INPUT DATA:
* * * * *
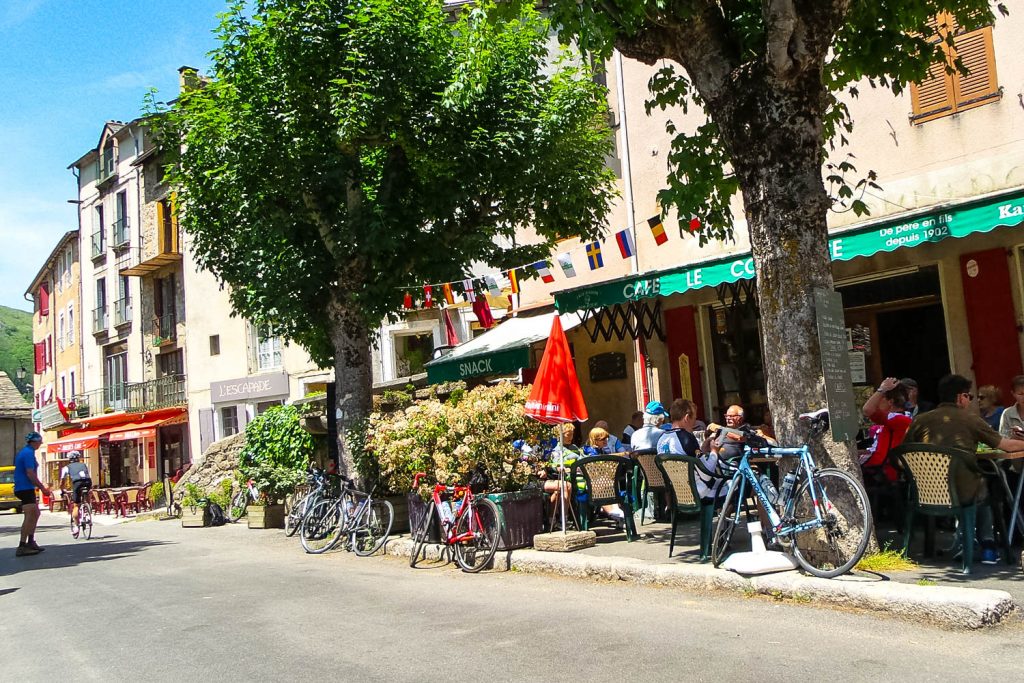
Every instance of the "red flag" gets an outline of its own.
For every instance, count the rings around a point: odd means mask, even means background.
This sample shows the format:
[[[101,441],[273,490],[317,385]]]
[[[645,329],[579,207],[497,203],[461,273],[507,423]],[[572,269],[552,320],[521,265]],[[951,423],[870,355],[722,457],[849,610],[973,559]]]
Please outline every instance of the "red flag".
[[[430,285],[423,285],[423,306],[426,308],[434,307],[434,288]]]
[[[448,314],[448,309],[444,309],[444,333],[448,337],[448,346],[459,345],[459,335],[455,332],[455,324],[452,323],[452,316]]]
[[[412,294],[409,292],[405,293],[405,299],[402,302],[406,308],[412,308]]]
[[[526,414],[547,424],[559,422],[585,422],[587,405],[583,402],[576,366],[569,351],[562,321],[555,316],[544,357],[537,368],[530,398],[526,401]]]
[[[68,408],[64,405],[64,401],[60,400],[60,396],[57,397],[57,410],[60,411],[60,415],[64,418],[65,422],[71,422],[71,418],[68,416]]]
[[[479,296],[473,300],[473,312],[480,327],[485,330],[494,327],[494,316],[491,315],[491,307],[487,305],[487,297]]]
[[[452,293],[452,283],[444,283],[444,300],[449,306],[455,304],[455,294]]]
[[[518,294],[519,293],[519,277],[516,275],[516,269],[515,268],[513,268],[510,271],[508,271],[508,283],[509,283],[509,286],[512,287],[512,293],[513,294]]]

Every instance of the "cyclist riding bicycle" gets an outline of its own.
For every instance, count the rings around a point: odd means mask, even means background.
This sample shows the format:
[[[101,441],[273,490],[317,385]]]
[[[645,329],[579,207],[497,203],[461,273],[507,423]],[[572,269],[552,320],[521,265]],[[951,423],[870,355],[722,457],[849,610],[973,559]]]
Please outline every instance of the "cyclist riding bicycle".
[[[92,476],[89,474],[89,466],[82,462],[82,453],[80,451],[71,451],[68,454],[68,464],[60,471],[61,483],[68,479],[71,480],[72,500],[74,501],[74,504],[71,506],[71,523],[75,524],[78,519],[78,506],[82,502],[82,496],[89,495],[89,489],[92,488]]]

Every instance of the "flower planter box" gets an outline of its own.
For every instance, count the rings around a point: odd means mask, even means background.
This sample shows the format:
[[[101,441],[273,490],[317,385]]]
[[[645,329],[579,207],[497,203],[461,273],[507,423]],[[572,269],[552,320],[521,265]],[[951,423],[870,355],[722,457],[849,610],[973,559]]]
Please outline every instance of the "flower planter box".
[[[250,529],[284,528],[284,505],[250,505],[245,514]]]
[[[544,494],[540,491],[489,493],[498,506],[501,541],[498,550],[528,548],[533,537],[544,530]]]
[[[423,515],[427,514],[427,503],[423,502],[423,499],[420,498],[419,494],[414,491],[410,491],[406,494],[406,501],[406,504],[409,507],[409,529],[410,533],[412,533],[412,530],[419,528],[420,520],[423,519]],[[397,511],[395,513],[395,517],[398,517]],[[441,542],[441,530],[438,527],[436,512],[430,519],[430,527],[427,529],[427,542]]]
[[[407,496],[387,496],[385,500],[391,503],[391,507],[395,511],[394,521],[391,523],[391,533],[409,533],[409,498]]]
[[[181,526],[187,528],[200,528],[207,524],[206,508],[183,505],[181,507]]]

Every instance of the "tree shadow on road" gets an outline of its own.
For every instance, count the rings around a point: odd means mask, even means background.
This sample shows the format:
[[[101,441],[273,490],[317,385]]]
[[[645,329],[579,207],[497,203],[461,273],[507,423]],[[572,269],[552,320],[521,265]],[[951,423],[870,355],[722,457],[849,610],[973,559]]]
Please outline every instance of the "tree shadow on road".
[[[71,540],[70,537],[68,540]],[[50,544],[46,546],[45,552],[29,557],[16,557],[14,548],[4,548],[0,554],[0,576],[41,569],[74,567],[89,562],[118,560],[162,545],[174,545],[174,543],[93,536],[90,540]]]

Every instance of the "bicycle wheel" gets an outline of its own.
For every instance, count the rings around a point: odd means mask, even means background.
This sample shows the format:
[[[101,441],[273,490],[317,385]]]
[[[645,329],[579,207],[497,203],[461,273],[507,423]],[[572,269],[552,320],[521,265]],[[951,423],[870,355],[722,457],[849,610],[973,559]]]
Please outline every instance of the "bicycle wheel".
[[[473,506],[455,522],[455,535],[466,533],[473,537],[455,544],[455,561],[462,571],[476,573],[490,564],[501,540],[498,506],[488,498],[474,498]]]
[[[313,494],[307,493],[287,506],[284,514],[284,535],[294,536],[302,525],[302,518],[306,516],[306,508]]]
[[[734,477],[729,483],[729,491],[725,494],[725,502],[718,512],[718,522],[715,524],[715,533],[711,537],[711,564],[718,567],[725,559],[729,550],[729,543],[732,542],[733,532],[740,525],[740,512],[743,501],[740,500],[740,489],[743,488],[743,478]]]
[[[793,555],[811,574],[831,579],[850,571],[864,555],[871,535],[871,506],[860,483],[842,470],[818,470],[813,482],[822,526],[797,534]],[[793,514],[796,524],[816,519],[807,482],[797,491]]]
[[[344,519],[337,501],[322,500],[302,519],[299,542],[307,553],[319,555],[334,547],[343,527]]]
[[[82,521],[81,513],[79,513],[77,522]],[[71,538],[78,538],[78,534],[82,532],[82,526],[80,523],[76,523],[74,515],[71,516]]]
[[[409,566],[415,567],[419,562],[420,553],[427,543],[427,536],[430,535],[430,520],[434,518],[434,501],[427,505],[427,510],[420,520],[419,526],[412,530],[412,555],[409,556]]]
[[[82,510],[79,514],[79,533],[85,540],[92,538],[92,507],[88,503],[82,503]]]
[[[395,508],[391,503],[371,498],[352,529],[352,550],[355,554],[367,557],[380,550],[388,540],[394,521]]]
[[[242,517],[245,517],[245,507],[248,504],[249,492],[242,489],[231,499],[231,505],[228,506],[228,521],[237,522]]]

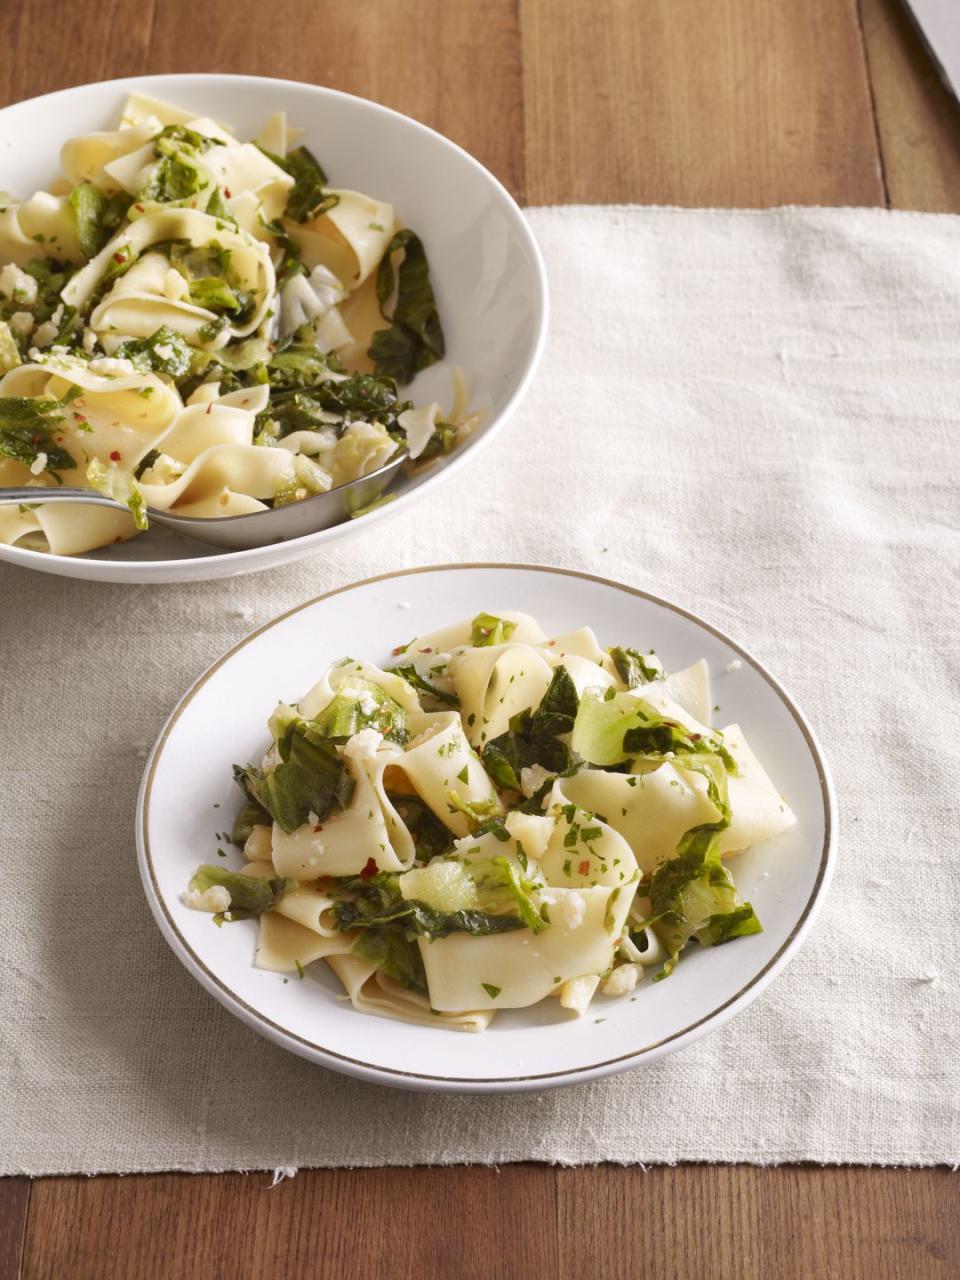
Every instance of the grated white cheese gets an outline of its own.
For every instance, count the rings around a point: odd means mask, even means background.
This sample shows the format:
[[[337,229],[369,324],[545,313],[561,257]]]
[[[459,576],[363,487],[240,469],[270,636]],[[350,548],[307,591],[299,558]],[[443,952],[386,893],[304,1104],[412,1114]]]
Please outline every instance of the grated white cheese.
[[[42,475],[47,469],[47,455],[38,453],[34,460],[30,463],[30,472],[32,475]]]
[[[171,267],[163,277],[163,296],[171,302],[178,302],[189,288],[186,280],[175,267]],[[157,350],[159,351],[159,347]]]
[[[222,884],[213,884],[200,893],[197,889],[188,889],[181,893],[180,901],[191,911],[227,911],[230,907],[230,890]]]
[[[0,271],[0,294],[13,302],[25,302],[32,307],[37,300],[37,282],[10,262]]]
[[[15,311],[7,323],[14,333],[22,333],[26,337],[28,333],[33,333],[36,321],[29,311]]]
[[[542,764],[532,764],[529,768],[520,770],[520,790],[529,800],[552,777],[550,770],[544,769]]]
[[[643,977],[643,966],[639,964],[622,964],[614,969],[603,984],[605,996],[625,996],[633,991]]]
[[[94,329],[84,329],[80,345],[89,354],[97,345],[96,331]]]
[[[740,661],[740,659],[734,658],[732,662],[727,663],[727,670],[732,675],[734,671],[739,671],[742,666],[743,666],[743,663]]]
[[[37,326],[33,340],[40,348],[49,347],[57,336],[57,332],[57,326],[52,320],[44,320],[43,324]]]
[[[582,978],[570,978],[560,991],[560,1004],[564,1009],[572,1009],[577,1017],[582,1018],[590,1007],[593,994],[600,985],[596,974],[588,973]]]
[[[383,734],[376,729],[361,729],[343,744],[343,754],[351,760],[371,760],[382,742]]]
[[[39,333],[39,330],[37,330]],[[116,377],[118,374],[136,373],[133,363],[118,356],[97,356],[96,359],[90,361],[91,373],[102,373],[106,377]]]

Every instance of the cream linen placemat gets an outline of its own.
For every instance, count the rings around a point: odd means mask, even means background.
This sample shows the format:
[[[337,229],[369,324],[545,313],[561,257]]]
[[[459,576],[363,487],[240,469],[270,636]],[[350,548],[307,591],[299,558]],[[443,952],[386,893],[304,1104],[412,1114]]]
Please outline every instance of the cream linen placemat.
[[[0,566],[2,1171],[960,1160],[960,220],[530,217],[543,365],[429,502],[223,583]],[[145,749],[195,677],[310,596],[458,558],[702,612],[833,765],[839,867],[801,954],[720,1031],[614,1079],[458,1098],[310,1066],[201,990],[140,890]]]

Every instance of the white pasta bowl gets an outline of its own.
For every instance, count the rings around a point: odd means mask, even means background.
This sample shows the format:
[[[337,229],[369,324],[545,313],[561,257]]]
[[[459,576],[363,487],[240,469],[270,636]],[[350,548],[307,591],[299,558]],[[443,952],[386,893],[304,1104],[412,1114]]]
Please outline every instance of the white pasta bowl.
[[[66,577],[113,582],[185,582],[273,568],[428,500],[504,426],[533,378],[547,326],[540,252],[501,184],[454,143],[406,116],[314,85],[255,76],[138,76],[81,85],[0,111],[0,189],[27,196],[57,172],[63,142],[115,127],[128,93],[140,90],[256,137],[285,111],[331,182],[378,195],[421,236],[446,338],[443,362],[405,389],[418,404],[450,402],[462,369],[483,425],[419,473],[402,475],[394,499],[358,521],[250,550],[205,547],[161,529],[95,553],[54,556],[0,545],[0,560]]]
[[[654,648],[668,670],[706,658],[724,723],[737,722],[797,825],[731,864],[763,932],[692,947],[664,982],[597,996],[577,1018],[556,1000],[497,1014],[469,1033],[358,1013],[323,963],[302,981],[253,964],[257,925],[217,928],[180,895],[240,807],[231,766],[256,759],[278,699],[296,700],[343,655],[385,663],[389,646],[480,610],[522,604],[548,634],[583,624],[601,644]],[[235,646],[173,712],[147,763],[137,812],[144,889],[174,954],[228,1010],[322,1066],[411,1089],[513,1092],[643,1066],[715,1030],[763,991],[800,946],[833,869],[834,800],[816,739],[756,659],[675,605],[585,574],[521,565],[413,569],[292,610]],[[231,860],[231,865],[236,859]],[[776,999],[774,995],[772,997]]]

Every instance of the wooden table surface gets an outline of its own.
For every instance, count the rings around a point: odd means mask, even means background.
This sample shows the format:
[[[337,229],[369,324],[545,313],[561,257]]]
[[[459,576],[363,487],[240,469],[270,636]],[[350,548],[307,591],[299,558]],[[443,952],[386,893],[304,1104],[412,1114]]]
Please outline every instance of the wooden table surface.
[[[960,109],[898,0],[0,4],[2,103],[191,70],[376,99],[528,204],[960,212]],[[2,1180],[0,1280],[960,1275],[945,1170],[513,1165],[268,1184]]]

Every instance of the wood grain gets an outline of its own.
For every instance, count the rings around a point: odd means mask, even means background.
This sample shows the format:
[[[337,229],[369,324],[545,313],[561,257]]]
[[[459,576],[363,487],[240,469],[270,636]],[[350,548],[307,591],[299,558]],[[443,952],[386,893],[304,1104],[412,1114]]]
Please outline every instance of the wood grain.
[[[556,1179],[502,1169],[43,1178],[23,1280],[557,1276]]]
[[[571,1277],[622,1280],[638,1261],[657,1280],[955,1280],[960,1269],[960,1179],[941,1169],[567,1169],[557,1205]]]
[[[960,1269],[960,1179],[944,1170],[508,1165],[269,1182],[40,1179],[23,1280],[952,1280]]]
[[[527,195],[882,204],[855,0],[521,0]]]
[[[960,213],[960,107],[901,0],[860,0],[890,203]]]
[[[29,1204],[29,1178],[0,1178],[0,1280],[18,1274]]]

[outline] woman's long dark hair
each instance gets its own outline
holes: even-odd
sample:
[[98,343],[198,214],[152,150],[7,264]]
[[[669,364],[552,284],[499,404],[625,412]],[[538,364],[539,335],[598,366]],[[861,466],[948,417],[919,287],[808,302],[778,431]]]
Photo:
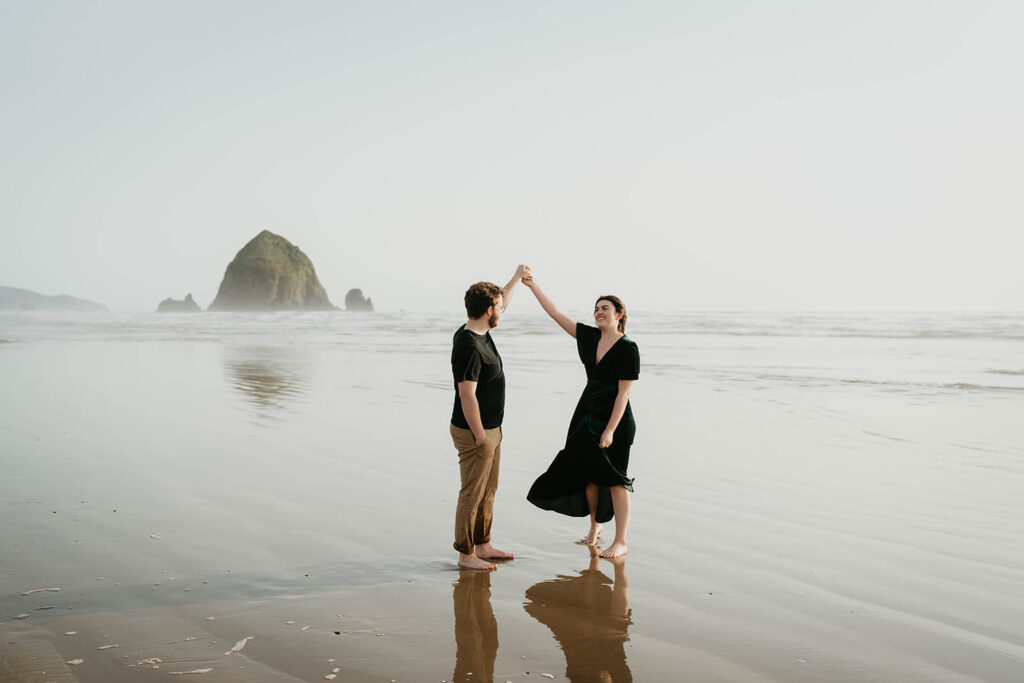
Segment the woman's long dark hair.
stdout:
[[621,313],[622,317],[619,318],[619,332],[626,334],[626,304],[622,303],[622,299],[611,294],[604,294],[597,297],[597,301],[594,302],[594,306],[597,306],[602,301],[608,301],[612,306],[615,307],[616,313]]

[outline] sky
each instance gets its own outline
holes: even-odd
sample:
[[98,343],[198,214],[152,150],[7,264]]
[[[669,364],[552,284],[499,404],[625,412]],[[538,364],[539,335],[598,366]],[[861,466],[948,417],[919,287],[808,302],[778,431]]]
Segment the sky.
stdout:
[[[0,0],[0,285],[1024,309],[1024,4]],[[535,304],[534,304],[535,305]]]

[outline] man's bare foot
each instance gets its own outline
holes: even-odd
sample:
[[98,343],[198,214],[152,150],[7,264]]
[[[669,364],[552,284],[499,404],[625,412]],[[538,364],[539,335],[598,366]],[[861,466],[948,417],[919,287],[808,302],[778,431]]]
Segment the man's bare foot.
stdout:
[[463,553],[459,553],[459,566],[466,569],[482,569],[488,572],[498,568],[498,565],[484,562],[476,555],[466,555]]
[[579,540],[584,545],[600,545],[601,544],[601,532],[604,531],[604,527],[600,524],[593,524],[590,527],[590,533]]
[[612,543],[608,546],[608,549],[601,553],[601,557],[605,559],[613,559],[616,557],[626,556],[626,544],[625,543]]
[[515,555],[498,550],[490,543],[481,543],[476,547],[476,556],[482,560],[512,560]]

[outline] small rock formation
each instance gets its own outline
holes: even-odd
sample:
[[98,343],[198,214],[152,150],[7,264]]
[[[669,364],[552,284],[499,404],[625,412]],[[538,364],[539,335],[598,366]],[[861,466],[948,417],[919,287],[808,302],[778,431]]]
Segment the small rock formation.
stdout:
[[309,257],[264,230],[228,264],[210,311],[333,311]]
[[167,297],[156,307],[157,313],[198,313],[201,310],[191,293],[185,295],[181,301]]
[[372,311],[373,310],[373,299],[369,297],[363,297],[363,290],[361,289],[350,289],[348,294],[345,295],[345,310],[346,311]]

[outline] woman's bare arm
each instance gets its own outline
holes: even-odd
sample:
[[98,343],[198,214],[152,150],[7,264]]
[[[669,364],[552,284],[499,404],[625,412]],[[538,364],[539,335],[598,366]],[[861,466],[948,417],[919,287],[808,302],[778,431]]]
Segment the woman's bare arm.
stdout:
[[608,424],[601,433],[601,440],[597,443],[599,448],[608,448],[612,445],[612,437],[615,435],[615,428],[622,421],[626,414],[626,404],[629,403],[629,392],[633,390],[631,379],[619,380],[619,393],[615,396],[615,405],[612,406],[612,416],[608,418]]
[[539,303],[540,307],[544,309],[544,312],[551,316],[551,319],[558,323],[558,326],[565,330],[570,337],[575,339],[576,321],[563,313],[562,309],[560,309],[555,302],[544,293],[544,290],[540,288],[540,285],[534,281],[532,273],[527,272],[526,275],[523,276],[523,284],[529,287],[533,292],[533,295],[537,297],[537,303]]

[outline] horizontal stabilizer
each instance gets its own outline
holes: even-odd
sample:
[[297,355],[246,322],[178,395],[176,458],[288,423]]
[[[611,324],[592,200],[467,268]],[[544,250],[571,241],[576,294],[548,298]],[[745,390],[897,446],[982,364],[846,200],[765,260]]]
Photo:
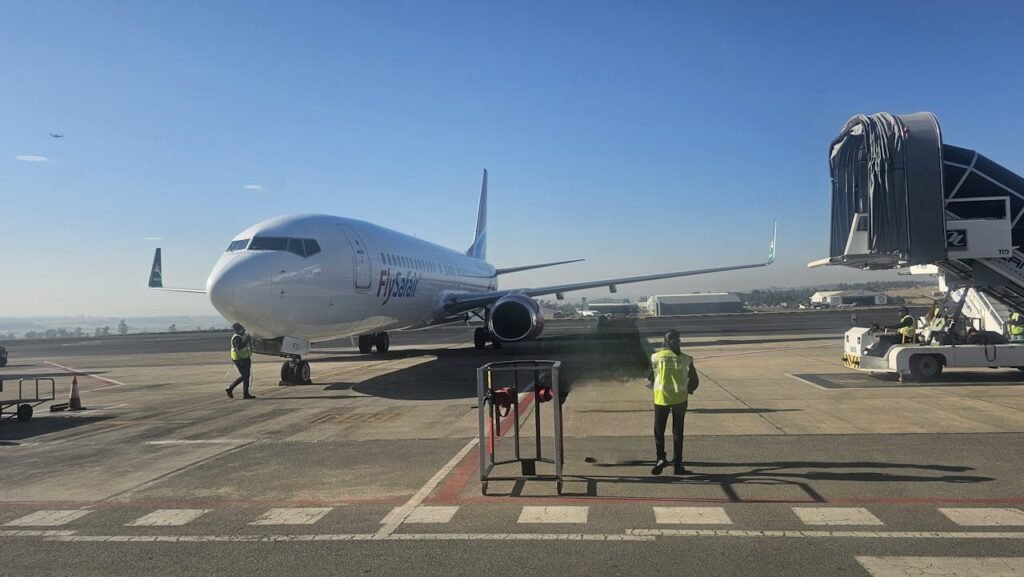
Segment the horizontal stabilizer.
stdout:
[[502,275],[502,274],[509,274],[509,273],[512,273],[512,272],[522,272],[524,270],[533,270],[535,268],[547,268],[549,266],[558,266],[560,264],[569,264],[569,263],[572,263],[572,262],[581,262],[583,260],[584,259],[582,259],[582,258],[577,258],[577,259],[574,259],[574,260],[560,260],[558,262],[546,262],[544,264],[528,264],[526,266],[513,266],[513,267],[509,267],[509,268],[499,268],[499,269],[495,269],[494,270],[494,274]]

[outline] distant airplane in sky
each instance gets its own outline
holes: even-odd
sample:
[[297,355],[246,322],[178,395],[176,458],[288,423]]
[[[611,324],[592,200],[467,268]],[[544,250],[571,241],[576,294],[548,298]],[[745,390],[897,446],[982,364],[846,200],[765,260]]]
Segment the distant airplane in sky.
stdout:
* * * * *
YOUR TASK:
Where a line in the records above contains the string "foot", return that line.

EXERCISE SOLUTION:
[outline] man's bare foot
Segment the man's bare foot.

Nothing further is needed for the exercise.